▼

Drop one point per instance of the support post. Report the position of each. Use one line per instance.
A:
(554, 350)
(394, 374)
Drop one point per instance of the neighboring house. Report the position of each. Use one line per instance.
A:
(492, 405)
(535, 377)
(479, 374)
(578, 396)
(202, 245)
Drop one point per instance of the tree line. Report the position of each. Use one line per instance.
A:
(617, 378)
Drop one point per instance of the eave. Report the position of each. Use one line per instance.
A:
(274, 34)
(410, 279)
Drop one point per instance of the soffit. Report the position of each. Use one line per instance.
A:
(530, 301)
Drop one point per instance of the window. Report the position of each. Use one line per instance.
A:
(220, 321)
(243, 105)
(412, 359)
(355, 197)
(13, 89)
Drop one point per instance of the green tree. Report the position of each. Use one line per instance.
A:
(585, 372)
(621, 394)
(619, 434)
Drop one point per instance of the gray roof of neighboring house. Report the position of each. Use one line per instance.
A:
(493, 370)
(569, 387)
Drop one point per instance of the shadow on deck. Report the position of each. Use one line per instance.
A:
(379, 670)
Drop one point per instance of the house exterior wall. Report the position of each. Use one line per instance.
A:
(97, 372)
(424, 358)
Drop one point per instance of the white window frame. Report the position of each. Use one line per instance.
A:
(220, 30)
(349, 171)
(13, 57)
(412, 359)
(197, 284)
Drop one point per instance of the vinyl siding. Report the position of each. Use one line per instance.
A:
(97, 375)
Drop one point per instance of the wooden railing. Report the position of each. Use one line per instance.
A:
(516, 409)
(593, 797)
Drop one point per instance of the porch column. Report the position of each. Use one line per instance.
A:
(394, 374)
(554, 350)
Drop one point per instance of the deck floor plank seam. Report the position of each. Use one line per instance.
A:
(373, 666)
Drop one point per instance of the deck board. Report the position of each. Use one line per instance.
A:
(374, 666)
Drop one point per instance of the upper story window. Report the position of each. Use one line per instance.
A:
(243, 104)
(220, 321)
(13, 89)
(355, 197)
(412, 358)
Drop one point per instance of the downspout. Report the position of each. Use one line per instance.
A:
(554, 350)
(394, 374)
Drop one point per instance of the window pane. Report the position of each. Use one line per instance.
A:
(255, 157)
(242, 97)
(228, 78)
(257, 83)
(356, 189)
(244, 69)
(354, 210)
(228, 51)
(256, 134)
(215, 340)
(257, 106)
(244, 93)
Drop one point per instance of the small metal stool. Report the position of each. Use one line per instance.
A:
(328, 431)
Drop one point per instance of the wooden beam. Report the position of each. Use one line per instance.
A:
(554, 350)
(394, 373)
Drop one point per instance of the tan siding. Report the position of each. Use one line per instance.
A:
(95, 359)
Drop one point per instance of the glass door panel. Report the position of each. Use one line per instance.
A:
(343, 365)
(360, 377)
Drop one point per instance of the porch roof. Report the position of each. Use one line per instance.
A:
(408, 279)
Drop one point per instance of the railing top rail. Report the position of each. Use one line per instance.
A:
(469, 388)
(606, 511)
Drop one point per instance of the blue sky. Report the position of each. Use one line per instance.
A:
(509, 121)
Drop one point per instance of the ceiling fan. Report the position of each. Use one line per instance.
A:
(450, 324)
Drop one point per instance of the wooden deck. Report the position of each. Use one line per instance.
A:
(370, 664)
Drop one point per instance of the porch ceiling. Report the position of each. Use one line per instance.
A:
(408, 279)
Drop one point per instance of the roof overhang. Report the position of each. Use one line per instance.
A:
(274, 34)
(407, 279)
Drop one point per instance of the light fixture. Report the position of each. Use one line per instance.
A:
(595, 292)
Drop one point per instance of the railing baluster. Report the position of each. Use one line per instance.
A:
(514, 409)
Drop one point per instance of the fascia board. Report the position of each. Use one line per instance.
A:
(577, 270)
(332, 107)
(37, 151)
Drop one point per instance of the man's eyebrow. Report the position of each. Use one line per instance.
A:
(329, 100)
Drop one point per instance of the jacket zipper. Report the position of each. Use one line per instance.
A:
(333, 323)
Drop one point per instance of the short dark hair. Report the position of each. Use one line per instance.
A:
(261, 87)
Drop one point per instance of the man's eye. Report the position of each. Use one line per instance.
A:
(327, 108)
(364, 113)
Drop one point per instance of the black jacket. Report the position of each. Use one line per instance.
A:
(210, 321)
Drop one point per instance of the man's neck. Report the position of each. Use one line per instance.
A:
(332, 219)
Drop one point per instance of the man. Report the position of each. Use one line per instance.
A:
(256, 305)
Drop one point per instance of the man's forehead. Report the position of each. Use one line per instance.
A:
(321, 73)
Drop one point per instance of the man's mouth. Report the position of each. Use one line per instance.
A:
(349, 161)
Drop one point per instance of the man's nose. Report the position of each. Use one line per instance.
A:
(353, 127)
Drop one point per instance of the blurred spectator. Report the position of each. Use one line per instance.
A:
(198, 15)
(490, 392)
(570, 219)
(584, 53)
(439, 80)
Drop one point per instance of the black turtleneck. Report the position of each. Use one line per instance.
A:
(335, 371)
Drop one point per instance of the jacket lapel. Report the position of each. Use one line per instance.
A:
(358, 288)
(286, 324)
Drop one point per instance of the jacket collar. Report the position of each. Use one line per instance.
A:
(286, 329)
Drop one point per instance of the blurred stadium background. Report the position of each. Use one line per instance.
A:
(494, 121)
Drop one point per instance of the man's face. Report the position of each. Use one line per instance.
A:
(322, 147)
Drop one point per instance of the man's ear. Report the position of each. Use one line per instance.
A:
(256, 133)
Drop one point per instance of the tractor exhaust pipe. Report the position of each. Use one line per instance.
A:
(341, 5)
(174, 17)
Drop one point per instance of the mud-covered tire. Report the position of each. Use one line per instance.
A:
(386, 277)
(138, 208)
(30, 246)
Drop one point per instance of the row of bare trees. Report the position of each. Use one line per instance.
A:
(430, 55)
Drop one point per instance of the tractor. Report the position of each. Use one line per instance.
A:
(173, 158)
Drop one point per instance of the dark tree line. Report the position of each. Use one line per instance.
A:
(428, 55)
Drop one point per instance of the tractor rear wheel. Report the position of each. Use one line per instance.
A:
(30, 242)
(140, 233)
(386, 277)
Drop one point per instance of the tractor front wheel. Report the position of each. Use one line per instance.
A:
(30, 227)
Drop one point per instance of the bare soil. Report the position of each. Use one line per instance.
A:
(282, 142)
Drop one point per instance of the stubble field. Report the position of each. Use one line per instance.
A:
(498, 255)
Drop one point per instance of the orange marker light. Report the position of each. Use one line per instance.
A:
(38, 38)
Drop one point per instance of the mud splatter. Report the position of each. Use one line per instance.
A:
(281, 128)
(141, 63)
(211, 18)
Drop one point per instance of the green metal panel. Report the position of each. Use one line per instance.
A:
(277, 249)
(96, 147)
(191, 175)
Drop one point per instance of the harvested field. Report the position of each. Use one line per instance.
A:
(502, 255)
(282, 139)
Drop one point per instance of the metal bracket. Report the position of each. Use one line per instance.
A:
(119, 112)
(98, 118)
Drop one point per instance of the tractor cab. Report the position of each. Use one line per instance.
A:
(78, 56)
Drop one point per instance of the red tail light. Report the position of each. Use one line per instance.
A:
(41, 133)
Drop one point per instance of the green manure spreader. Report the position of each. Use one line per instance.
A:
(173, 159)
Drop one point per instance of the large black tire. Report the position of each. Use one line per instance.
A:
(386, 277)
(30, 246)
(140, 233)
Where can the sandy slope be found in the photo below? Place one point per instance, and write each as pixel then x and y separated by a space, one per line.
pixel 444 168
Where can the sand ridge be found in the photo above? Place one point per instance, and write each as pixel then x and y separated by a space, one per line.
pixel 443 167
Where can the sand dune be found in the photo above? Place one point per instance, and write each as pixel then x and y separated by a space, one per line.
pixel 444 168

▲

■ **TO BE DONE**:
Copy all of the records above word for word, from the first line to the last, without changing or leaving out anything.

■ **OUTPUT BELOW**:
Drop one point per instance of the support post. Report the position of each. Use one line per instance.
A:
(554, 350)
(394, 374)
Drop one point per instance of the neighboring house. Report the position of each. Use one line per instance.
A:
(492, 405)
(535, 377)
(479, 374)
(578, 396)
(202, 245)
Drop one point per instance of the tree line. Report the position of each. Use one line per instance.
A:
(617, 378)
Drop one point per instance of the eave. Report the position of each. Use one line per instance.
A:
(274, 34)
(410, 279)
Drop one point per instance of the soffit. Report the position of each. Use one line per instance.
A:
(530, 301)
Drop one point per instance of the window. Report the position of each. Use one line per instance.
A:
(220, 321)
(243, 105)
(412, 359)
(355, 197)
(13, 89)
Drop one point per instance of the green tree. Report the position of each. Use one line per instance.
A:
(585, 372)
(621, 394)
(619, 434)
Drop one point per instance of the gray roof of neighboring house. Report the position of each. Use one line per instance.
A:
(493, 370)
(569, 387)
Drop one point per instance of the shadow on deck. Report the position of each. Use one line per instance.
A:
(379, 670)
Drop one point per instance of the house exterior wall. Report the position of each. Use one line per instance.
A:
(97, 372)
(424, 358)
Drop one point per instance of the white window frame. Report the position of each. Use one line per instance.
A:
(220, 30)
(349, 171)
(13, 57)
(412, 359)
(197, 284)
Drop one point per instance of the vinyl siding. Report the position of each. Use one line per instance.
A:
(97, 375)
Drop one point per instance of the wooden railing. Report the position of each. Use one line per instance.
A:
(516, 409)
(593, 797)
Drop one point per instance of the porch column. Report the position of each. Use one line per instance.
A:
(394, 374)
(554, 350)
Drop one point per instance of the deck floor plank seam. Report the position of each. Use one line per instance.
A:
(373, 666)
Drop one point per instance of the deck board. Report the position of each. Use one line per instance.
A:
(374, 666)
Drop one point per instance of the upper story window. Report the position of each. Use one line per instance.
A:
(243, 104)
(220, 321)
(13, 89)
(355, 197)
(412, 358)
Drop one point per instance of the downspout. Report the position of each. Use one line per instance.
A:
(554, 350)
(394, 374)
Drop one point per instance of the window pane. Report the position of each. Use one line per instance.
A:
(255, 157)
(242, 97)
(228, 78)
(257, 83)
(356, 189)
(244, 69)
(354, 210)
(228, 51)
(256, 134)
(215, 340)
(257, 106)
(244, 93)
Drop one point per instance of the small metal stool. Report the position of each. Use one line per instance.
A:
(328, 431)
Drop one point per instance of the wooden beam. Report the position of each. Use one line per instance.
A:
(554, 350)
(394, 373)
Drop one point per instance of the tan siding. Report the position of each. Use one line per instance.
A:
(95, 359)
Drop one point per instance of the glass door panel. Report the position of each. Use one line per instance.
A:
(343, 365)
(360, 377)
Drop one point per instance of the porch roof. Report the position of each. Use one line per instance.
A:
(408, 279)
Drop one point per instance of the railing top rail. Report the position of each. Use one line per instance.
A:
(469, 388)
(606, 511)
Drop one point per instance of the blue sky. Report the position of each. Use one line per instance.
A:
(509, 121)
Drop one point per instance of the ceiling fan. Report the position of each. Use one line per instance.
A:
(450, 324)
Drop one point per instance of the wooden deck. Report the position of each. Use one line per instance.
A:
(370, 664)
Drop one point per instance of the porch ceiling. Report the position of each. Use one line per instance.
A:
(408, 279)
Drop one point per instance of the roof overhang. Report the position of each. Use one line per instance.
A:
(274, 34)
(407, 279)
Drop one point per instance of the light fixture. Report the position of each. Use one line per instance.
A:
(595, 292)
Drop one point per instance of the railing baluster. Report the position of each. Use one line per instance.
A:
(514, 409)
Drop one point per instance of the fascia board. Report the position of each. Use one line per instance.
A:
(577, 270)
(332, 107)
(37, 151)
Drop one point per instance of the man's eyebrow. Report the position of each. Use one line per instance.
A:
(329, 100)
Drop one point per instance of the jacket zipper. Report the position of each. Use one line per instance.
A:
(333, 323)
Drop one point per instance of the short dark hair. Report the position of each. Use one line per instance.
A:
(261, 87)
Drop one point per instance of the man's eye. Report the position of each. Use one line per instance.
A:
(327, 108)
(364, 113)
Drop one point per instance of the black jacket. Report the position of each. Use one line per instance.
A:
(210, 321)
Drop one point per instance of the man's neck. Report the position of each. Use one line per instance.
A:
(332, 219)
Drop one point per instance of the man. Report the position of each. Use one line per instance.
A:
(256, 305)
Drop one point per instance of the man's forehead. Report the position of each. Use one line per instance.
A:
(321, 73)
Drop one point per instance of the man's mouth. Report the position of each. Use one line per instance.
A:
(349, 161)
Drop one point per instance of the man's nose. Report the position of each. Use one line per instance.
A:
(353, 127)
Drop one point per instance of the blurred spectator. Report the position of each. Use one line per instance.
A:
(198, 15)
(490, 392)
(570, 219)
(584, 53)
(439, 80)
Drop one point per instance of the black turtleneck. Report the position of each. Use one line per instance.
A:
(335, 371)
Drop one point per instance of the jacket lapel. Report the position of each. Use one line per instance.
A:
(358, 288)
(286, 324)
Drop one point per instance of the jacket collar. Report the position of each. Use one line per instance.
A:
(286, 329)
Drop one point per instance of the blurred stadium background. Report the position of each. Use one line per instance.
A:
(494, 121)
Drop one point per instance of the man's face. Report the position of each. Use one line per instance.
A:
(322, 147)
Drop one point per instance of the man's ear. Report the position of each. Use one line per instance.
A:
(256, 133)
Drop one point per instance of the tractor exhaust pipe. Report the position of each. Use one line per instance.
A:
(341, 5)
(174, 17)
Drop one point per instance of the mud-covered tire. Report the position of each. Use one line per instance.
A:
(386, 277)
(138, 208)
(30, 246)
Drop one point per instance of the row of bare trees. Report the position of each. Use one line per instance.
A:
(430, 55)
Drop one point per instance of the tractor. Report the position of each. Use one line per instance.
A:
(173, 158)
Drop one point per instance of the dark tree line. Report the position of each. Use one line per instance.
A:
(428, 55)
Drop one point per instance of the tractor rear wheel. Report the position of each. Use one line per instance.
A:
(30, 242)
(140, 233)
(386, 277)
Drop one point per instance of the tractor front wheel. Report the position of each. Use one line per instance.
A:
(30, 227)
Drop one point per instance of the bare soil. Report the position of each. Use one line per instance.
A:
(282, 142)
Drop one point per instance of the stubble field. Report the position of each. Use one line per instance.
A:
(498, 255)
Drop one point per instance of the orange marker light. Report the position of each. Use one line per instance.
A:
(38, 38)
Drop one point per instance of the mud splatter. Report the position of each. Use one line per instance.
A:
(281, 128)
(141, 63)
(211, 18)
Drop one point per instance of the green metal panel. Report the position of each. Use one line per instance.
A:
(277, 249)
(96, 147)
(191, 175)
Drop one point per instance of the harvested field. Report the position of each. Use one line per instance.
A:
(502, 255)
(282, 139)
Drop one point per instance of the metal bracket. Report the position of each. Use one line per instance.
A:
(119, 112)
(98, 118)
Drop one point per instance of the tractor cab. Report the position of each. Use one line per instance.
A:
(78, 56)
Drop one point per instance of the red tail light. Report the position of each. Use one line per instance.
A:
(41, 133)
Drop one point per instance of the green manure spreader. Report the position of each. Use one line per instance.
A:
(173, 159)
Drop one point per instance of the large black tire. Report the position of each. Use one line per instance.
A:
(386, 277)
(30, 246)
(140, 233)
Where can the sandy slope be found in the photo below? Place one point per instance, and write each as pixel then x and y separated by a space, one per line.
pixel 444 168
Where can the sand ridge be found in the photo above? Place one point per instance, and write each as pixel then x and y separated by a space, one per line.
pixel 443 167
Where can the sand dune be found in the photo above? Place one point per instance, and write each as pixel then x and y separated by a space, one per line.
pixel 444 168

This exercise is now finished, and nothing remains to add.